WHAT TO DO
• a. Update the records that follow the text, replacing "railing post" with "fence post" and leaving everything else unchanged.
• b. Write a continuation of the piece on Sancerre wine, starting after its last sentence.

--- SELECTED TEXT ---

I am thinking about Sancerre. Partially because I have a glass in my hand and partially because I just received a new supply just in time for summer.

I am also thinking about Sancerre because it is a cooler, very pretty high ground area of the upper Loire where it is usually cool even in the summer. The grape of course is Sauvignon Blanc which reaches a perfect tart freshness here in this cooler climate.

The best Sancerre does not actually come from the hilltop Sancerre village. The wines with more character come from Bue and Chavignol. Both of these small villages are in the area but their exposure and soil of Kimmerdgian marl (which surfaces also in the Chablis area) have sufficient variation to make these villages real standouts in terms of flavors and complexity, Chavignol is home to Henri Bourgeois, the Cotat Freres, and Lucien Cotat, wines which you may recognize. These are at the top end of the price scale and can be found in better wine shops for about $25-$30 per bottle these days.

They are popular in good restaurants also but there they are twice this price again. This is also about the same price that the New Zealanders are getting for their Sauvignon Blancs. Serge Laporte is my long-time Sancerre grower. When I visit him in Chavignol there is always a small selection of the famous Crottin de Chavignol goat cheeses to complement the tasting of the recent vintages, Sancerre's acidity is an ideal match with any chevre.

Old hands of my wine shipments know Serge's wines well. They have been a favorite of ours for a long time. In fact I first started drinking Serge Laporte's Sancerre almost twenty years ago.

--- ENTRIES SHOWN ---

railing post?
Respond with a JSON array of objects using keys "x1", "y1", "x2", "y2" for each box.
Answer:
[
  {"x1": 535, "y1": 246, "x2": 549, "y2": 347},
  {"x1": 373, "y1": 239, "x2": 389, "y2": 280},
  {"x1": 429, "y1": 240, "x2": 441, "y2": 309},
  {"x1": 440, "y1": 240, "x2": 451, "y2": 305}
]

---

RESULTS OF THE EXERCISE
• a.
fence post?
Respond with a JSON array of objects using keys "x1", "y1", "x2", "y2" for each box.
Answer:
[
  {"x1": 535, "y1": 246, "x2": 549, "y2": 347},
  {"x1": 373, "y1": 239, "x2": 389, "y2": 280},
  {"x1": 429, "y1": 240, "x2": 441, "y2": 309},
  {"x1": 440, "y1": 240, "x2": 451, "y2": 305}
]

• b.
The Laporte vineyards are located on several different sites in Chavignol. They are beautifully exposed properties on the hillsides. Terroir is important in Sancerre. Laporte's vines are planted in parcels of caillottes which is a stony limestone with little soil and also in parcels of argile-calcaire which is clayey limestone. Each soil type contributes to the wine: caillottes produce wines that are forwardly fruity with finesse, argile- calcaire creates wines that are structured and long-lived. It is just about the best combination you can have in a Sancerre.

Serge picks the grapes by hand and vinifies them parcel by parcel to assure that the individual flavors and aromas are accentuated.

This heat has got to break but until then I am making myself thirsty and the summer heat is at least a very fine excuse for a glass of Sancerre, my absolute favoite summer white wine. It pretty good any time but in the summer it just seeems much more refeshing than Chardonnay wines.

It is time to move from the porch towards the refrigerator. The open Sancerre is already chilled. What are you drinking tonight? Cynthia Hurley

Domaine Serge Laporte - Sancerre - 2005 - $239

Save $20 Buy 2 cases $455.76 ($18.99)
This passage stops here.